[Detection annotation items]
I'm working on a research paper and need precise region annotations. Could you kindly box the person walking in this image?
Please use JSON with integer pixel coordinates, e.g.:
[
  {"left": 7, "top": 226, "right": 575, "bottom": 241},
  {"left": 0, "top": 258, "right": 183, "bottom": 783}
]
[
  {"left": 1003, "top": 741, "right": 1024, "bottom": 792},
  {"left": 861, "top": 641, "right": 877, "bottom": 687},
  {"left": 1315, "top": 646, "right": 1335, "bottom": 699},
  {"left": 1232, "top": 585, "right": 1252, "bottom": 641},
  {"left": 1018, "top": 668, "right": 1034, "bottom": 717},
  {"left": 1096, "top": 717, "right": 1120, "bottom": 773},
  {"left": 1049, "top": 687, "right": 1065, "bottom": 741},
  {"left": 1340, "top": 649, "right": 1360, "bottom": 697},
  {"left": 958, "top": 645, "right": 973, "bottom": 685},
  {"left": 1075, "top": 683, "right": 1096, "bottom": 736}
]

### WHAT THE EXERCISE ASKS
Scale the items above by writing out every line again, requests included, with each coordinate in the answers multiplied by 1.5 and rounded to a whole number, halves rounding up. Leave the numbers in the requests and their format samples unchanged.

### ANSWER TO THE EXERCISE
I'm working on a research paper and need precise region annotations. Could you kindly box the person walking in this image?
Please use JSON with integer pixel coordinates, e.g.:
[
  {"left": 7, "top": 226, "right": 575, "bottom": 241},
  {"left": 0, "top": 258, "right": 183, "bottom": 783}
]
[
  {"left": 1505, "top": 1112, "right": 1536, "bottom": 1188},
  {"left": 1292, "top": 962, "right": 1316, "bottom": 1031},
  {"left": 1973, "top": 969, "right": 2003, "bottom": 1049},
  {"left": 1848, "top": 878, "right": 1878, "bottom": 962},
  {"left": 1527, "top": 1002, "right": 1551, "bottom": 1076},
  {"left": 1644, "top": 1076, "right": 1680, "bottom": 1160},
  {"left": 1574, "top": 1031, "right": 1598, "bottom": 1112},
  {"left": 2010, "top": 974, "right": 2040, "bottom": 1046},
  {"left": 1437, "top": 968, "right": 1460, "bottom": 1028},
  {"left": 1613, "top": 1025, "right": 1644, "bottom": 1104}
]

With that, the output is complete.